- [Job] List each line of the material that contains the string "Target". Case counts.

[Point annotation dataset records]
__________
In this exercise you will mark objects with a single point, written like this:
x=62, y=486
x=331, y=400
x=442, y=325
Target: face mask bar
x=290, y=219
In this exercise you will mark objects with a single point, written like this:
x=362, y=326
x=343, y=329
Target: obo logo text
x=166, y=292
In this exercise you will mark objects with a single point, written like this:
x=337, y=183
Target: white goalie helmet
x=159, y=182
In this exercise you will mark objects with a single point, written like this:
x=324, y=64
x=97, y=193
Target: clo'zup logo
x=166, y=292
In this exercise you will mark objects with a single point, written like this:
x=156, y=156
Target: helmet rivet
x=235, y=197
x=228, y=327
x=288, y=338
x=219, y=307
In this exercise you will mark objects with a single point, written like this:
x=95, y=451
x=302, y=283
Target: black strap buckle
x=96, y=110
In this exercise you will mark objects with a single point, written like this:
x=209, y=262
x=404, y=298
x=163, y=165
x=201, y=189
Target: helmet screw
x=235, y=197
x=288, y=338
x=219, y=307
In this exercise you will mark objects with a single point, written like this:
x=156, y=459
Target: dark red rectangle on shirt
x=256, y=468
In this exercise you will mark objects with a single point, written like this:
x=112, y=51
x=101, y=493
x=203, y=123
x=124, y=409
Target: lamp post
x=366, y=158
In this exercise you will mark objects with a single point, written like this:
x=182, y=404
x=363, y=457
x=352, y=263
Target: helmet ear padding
__________
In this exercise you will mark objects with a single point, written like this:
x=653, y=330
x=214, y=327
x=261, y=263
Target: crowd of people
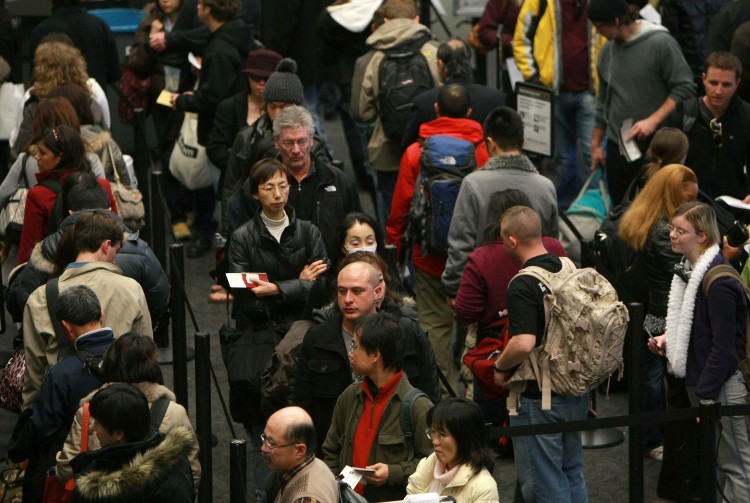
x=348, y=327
__________
- [Result]
Target: face mask bar
Target: obo logo text
Target: white goalie helmet
Target: clo'zup logo
Target: helmet rivet
Target: black strap buckle
Target: helmet screw
Target: dark red rectangle on shirt
Target: lamp post
Target: helmet ear padding
Target: crowd of people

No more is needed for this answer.